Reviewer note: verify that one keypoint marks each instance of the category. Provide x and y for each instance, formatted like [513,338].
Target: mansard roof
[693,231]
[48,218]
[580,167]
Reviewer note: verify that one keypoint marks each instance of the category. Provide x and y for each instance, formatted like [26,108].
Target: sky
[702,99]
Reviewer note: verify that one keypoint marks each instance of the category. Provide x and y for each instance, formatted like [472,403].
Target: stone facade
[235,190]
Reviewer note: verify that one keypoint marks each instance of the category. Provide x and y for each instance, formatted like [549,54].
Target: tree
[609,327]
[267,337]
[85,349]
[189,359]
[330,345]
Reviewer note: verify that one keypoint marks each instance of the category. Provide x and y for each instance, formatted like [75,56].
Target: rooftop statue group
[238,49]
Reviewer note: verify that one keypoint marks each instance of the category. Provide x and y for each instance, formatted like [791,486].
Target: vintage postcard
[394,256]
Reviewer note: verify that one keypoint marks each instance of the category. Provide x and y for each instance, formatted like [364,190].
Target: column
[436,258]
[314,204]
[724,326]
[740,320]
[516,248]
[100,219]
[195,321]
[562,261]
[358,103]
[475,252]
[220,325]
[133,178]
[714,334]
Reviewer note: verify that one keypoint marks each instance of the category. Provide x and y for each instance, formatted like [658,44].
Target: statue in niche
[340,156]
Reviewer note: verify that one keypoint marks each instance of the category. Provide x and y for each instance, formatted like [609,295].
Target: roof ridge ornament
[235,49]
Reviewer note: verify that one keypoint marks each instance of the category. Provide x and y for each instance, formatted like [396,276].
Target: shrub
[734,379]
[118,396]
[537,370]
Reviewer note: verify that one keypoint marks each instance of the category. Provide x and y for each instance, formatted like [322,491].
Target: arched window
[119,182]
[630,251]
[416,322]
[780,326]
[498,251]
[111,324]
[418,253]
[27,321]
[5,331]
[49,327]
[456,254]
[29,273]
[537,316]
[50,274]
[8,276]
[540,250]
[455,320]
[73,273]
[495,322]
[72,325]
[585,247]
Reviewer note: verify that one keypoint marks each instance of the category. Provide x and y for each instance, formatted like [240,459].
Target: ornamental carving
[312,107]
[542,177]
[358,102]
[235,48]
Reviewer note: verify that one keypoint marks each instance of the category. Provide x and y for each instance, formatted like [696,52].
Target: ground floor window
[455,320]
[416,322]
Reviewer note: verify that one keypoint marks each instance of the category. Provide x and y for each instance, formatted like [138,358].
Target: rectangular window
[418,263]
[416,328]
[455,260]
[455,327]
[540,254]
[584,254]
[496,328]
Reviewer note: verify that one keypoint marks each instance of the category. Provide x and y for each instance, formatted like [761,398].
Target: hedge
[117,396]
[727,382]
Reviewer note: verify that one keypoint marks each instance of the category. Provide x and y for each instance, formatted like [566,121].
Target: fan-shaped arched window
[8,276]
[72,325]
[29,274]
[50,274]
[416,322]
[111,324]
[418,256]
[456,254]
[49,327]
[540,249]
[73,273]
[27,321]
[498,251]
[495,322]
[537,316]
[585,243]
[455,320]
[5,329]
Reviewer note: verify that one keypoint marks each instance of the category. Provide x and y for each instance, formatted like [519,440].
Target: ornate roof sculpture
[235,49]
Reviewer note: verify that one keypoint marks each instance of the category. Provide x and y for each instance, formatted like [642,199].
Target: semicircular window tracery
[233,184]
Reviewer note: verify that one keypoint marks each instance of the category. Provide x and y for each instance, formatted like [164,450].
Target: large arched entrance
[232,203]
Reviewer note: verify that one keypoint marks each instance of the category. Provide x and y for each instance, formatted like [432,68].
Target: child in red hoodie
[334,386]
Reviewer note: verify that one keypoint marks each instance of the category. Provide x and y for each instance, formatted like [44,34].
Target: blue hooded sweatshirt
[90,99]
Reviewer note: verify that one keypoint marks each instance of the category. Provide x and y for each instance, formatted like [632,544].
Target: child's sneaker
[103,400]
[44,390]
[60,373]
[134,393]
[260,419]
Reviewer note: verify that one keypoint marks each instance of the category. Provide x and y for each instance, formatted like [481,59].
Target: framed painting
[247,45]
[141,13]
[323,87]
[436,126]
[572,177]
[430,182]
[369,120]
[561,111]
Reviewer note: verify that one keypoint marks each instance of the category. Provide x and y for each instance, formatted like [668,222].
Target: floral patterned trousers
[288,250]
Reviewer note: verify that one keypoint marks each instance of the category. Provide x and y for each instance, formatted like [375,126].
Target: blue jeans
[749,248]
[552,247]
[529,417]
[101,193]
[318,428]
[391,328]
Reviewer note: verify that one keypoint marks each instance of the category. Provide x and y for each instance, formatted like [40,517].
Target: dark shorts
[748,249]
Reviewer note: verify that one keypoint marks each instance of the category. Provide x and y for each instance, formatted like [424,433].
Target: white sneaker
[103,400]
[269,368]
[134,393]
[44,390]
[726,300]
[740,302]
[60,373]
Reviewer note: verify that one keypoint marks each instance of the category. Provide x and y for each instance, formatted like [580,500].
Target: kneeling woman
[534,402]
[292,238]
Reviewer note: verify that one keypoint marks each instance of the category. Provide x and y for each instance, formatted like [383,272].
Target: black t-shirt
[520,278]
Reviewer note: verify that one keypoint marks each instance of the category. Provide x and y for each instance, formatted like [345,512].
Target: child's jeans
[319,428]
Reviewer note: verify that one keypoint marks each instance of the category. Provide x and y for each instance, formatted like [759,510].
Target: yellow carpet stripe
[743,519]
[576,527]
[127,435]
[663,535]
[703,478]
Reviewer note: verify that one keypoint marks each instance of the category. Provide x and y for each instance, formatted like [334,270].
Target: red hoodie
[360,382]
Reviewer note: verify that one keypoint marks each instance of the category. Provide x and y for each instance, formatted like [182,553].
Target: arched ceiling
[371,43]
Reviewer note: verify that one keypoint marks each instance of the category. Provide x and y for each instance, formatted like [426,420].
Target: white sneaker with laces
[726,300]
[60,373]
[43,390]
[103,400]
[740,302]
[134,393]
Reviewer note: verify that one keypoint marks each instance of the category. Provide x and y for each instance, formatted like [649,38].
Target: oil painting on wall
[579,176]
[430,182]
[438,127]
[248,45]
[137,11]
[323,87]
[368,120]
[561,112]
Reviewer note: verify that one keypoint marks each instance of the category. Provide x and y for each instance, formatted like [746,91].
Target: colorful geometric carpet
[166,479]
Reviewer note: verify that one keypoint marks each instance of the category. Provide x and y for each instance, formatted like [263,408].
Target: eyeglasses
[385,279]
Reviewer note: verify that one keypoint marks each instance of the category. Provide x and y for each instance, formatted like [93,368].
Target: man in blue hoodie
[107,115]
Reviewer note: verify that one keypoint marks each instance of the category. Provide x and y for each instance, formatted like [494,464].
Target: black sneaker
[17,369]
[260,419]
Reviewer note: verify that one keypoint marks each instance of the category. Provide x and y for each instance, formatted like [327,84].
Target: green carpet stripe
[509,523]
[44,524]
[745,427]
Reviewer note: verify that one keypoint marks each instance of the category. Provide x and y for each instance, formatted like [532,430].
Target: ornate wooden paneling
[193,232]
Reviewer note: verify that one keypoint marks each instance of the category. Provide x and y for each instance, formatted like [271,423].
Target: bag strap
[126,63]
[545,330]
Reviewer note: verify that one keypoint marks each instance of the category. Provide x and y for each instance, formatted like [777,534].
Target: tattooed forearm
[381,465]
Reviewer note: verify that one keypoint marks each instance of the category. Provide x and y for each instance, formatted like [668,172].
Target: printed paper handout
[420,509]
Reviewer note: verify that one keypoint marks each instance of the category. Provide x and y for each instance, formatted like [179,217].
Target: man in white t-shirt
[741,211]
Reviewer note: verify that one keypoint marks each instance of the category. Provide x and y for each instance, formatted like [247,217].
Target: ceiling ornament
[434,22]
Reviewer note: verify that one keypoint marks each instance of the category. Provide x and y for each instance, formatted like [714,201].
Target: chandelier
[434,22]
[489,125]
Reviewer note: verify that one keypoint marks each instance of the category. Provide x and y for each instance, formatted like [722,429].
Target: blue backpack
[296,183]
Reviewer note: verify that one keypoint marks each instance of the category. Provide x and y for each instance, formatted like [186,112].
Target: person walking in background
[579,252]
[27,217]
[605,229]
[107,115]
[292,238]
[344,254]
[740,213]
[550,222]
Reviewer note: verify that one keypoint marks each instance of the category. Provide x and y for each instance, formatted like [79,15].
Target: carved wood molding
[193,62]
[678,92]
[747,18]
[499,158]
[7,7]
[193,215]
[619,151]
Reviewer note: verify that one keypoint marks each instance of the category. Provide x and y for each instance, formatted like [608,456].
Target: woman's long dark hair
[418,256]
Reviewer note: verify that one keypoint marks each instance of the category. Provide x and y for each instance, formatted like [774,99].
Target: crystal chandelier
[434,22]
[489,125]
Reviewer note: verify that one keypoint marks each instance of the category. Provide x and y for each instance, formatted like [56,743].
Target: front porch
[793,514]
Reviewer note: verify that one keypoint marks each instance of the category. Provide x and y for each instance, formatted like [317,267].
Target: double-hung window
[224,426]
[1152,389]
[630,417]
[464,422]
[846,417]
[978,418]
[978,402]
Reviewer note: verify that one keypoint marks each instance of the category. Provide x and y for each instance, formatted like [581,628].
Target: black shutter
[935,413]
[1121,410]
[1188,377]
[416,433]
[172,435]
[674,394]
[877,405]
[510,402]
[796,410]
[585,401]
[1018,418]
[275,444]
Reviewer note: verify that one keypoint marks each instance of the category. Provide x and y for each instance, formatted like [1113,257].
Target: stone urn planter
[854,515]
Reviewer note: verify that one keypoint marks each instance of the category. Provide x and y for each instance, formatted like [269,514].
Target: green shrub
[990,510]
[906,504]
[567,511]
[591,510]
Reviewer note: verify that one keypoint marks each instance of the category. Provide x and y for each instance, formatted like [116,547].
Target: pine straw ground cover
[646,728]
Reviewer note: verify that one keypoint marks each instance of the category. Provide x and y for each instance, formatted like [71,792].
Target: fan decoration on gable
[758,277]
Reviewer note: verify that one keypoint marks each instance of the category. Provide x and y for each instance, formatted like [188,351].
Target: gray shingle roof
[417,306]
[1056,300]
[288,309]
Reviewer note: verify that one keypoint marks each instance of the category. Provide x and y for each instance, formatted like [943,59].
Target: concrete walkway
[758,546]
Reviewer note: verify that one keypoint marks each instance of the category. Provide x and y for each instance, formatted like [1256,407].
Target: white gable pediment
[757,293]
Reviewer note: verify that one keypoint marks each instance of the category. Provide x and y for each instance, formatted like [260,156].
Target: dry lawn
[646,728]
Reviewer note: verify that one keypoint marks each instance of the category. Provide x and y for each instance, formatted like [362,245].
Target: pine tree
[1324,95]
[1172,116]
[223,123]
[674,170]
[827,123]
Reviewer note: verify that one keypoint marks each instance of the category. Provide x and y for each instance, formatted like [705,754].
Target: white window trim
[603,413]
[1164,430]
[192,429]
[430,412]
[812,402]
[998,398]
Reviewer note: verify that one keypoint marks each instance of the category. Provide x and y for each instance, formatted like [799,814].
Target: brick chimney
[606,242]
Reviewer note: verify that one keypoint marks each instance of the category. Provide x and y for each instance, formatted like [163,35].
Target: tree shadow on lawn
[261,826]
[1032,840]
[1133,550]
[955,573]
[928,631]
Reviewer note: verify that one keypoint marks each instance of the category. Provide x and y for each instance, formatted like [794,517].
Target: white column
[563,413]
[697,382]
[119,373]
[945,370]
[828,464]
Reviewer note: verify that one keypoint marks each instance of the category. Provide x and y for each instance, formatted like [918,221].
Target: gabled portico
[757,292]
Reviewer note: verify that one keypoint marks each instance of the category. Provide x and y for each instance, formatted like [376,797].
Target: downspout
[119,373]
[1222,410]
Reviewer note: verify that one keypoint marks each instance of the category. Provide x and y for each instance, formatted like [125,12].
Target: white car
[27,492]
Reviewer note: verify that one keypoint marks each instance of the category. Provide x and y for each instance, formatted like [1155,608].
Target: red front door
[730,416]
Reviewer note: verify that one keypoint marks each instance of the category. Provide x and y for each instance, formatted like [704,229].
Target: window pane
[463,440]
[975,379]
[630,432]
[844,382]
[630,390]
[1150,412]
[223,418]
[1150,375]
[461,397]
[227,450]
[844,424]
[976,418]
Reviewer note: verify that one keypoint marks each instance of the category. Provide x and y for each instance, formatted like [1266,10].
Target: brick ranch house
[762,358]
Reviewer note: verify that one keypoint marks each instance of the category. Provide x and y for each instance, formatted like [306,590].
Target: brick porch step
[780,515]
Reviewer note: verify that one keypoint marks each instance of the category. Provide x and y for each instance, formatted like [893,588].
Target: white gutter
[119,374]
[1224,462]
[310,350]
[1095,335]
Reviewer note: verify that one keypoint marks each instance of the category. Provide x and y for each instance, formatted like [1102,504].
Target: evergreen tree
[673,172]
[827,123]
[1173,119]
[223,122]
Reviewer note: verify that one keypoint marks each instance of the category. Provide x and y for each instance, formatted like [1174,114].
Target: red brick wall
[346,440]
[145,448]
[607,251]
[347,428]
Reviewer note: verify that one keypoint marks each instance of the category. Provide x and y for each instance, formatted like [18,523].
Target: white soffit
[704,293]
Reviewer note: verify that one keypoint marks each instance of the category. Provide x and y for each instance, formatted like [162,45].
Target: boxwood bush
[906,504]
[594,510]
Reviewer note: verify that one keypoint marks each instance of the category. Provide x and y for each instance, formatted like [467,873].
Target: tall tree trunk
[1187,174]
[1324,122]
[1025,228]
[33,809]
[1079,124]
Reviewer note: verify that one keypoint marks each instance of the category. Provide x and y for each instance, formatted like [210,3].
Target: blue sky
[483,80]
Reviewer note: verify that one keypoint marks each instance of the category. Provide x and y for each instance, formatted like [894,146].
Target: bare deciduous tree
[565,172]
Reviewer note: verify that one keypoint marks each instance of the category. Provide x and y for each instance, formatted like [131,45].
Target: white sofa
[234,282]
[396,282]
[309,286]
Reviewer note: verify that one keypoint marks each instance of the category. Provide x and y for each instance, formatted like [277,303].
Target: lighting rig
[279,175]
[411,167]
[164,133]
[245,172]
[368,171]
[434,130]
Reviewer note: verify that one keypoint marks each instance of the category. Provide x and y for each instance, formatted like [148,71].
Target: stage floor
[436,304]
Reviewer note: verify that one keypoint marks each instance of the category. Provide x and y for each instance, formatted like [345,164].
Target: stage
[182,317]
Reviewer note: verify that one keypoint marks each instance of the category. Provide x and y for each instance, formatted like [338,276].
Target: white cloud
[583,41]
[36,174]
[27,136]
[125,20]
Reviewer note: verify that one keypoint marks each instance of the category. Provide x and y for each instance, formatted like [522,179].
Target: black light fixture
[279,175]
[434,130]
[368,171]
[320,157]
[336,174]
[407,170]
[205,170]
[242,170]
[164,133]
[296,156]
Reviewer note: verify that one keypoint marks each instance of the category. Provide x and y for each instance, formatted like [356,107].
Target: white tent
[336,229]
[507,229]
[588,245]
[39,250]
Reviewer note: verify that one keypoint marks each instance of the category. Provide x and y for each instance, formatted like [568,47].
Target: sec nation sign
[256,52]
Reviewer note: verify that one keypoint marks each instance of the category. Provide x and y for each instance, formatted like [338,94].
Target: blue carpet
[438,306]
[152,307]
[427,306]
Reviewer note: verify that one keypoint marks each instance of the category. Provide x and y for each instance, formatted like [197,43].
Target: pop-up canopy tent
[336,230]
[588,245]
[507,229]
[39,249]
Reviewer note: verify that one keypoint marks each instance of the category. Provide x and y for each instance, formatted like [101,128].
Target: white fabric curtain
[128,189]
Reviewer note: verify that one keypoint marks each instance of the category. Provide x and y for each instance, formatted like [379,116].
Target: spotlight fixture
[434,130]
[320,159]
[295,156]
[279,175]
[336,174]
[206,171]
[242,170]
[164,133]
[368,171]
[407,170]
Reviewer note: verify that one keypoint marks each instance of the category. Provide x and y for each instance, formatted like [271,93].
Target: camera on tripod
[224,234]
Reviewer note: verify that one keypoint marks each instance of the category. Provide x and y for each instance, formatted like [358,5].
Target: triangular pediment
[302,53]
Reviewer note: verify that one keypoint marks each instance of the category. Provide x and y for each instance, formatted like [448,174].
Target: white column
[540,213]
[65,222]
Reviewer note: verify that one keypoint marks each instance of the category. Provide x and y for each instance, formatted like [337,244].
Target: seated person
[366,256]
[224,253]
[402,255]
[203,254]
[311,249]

--------------------

**Problem requirements:** Your answer must be the lines from the first line of the records through the line containing "formatted like [549,54].", copied exactly.

**Finished task:**
Reviewer note: verify that one keypoint marks each instance of the category. Provide x and y for each instance, formatted like [513,338].
Target: mansard roof
[693,231]
[48,218]
[580,167]
Reviewer note: verify that one keypoint marks each instance of the category. Provide x and y for each instance, formatted like [26,108].
Target: sky
[702,99]
Reviewer note: verify that one keypoint marks each instance of the category. Provide x and y for each instance, formatted like [472,403].
Target: stone facade
[235,190]
Reviewer note: verify that one keypoint marks each instance of the category. Provide x and y for each instance, formatted like [549,54].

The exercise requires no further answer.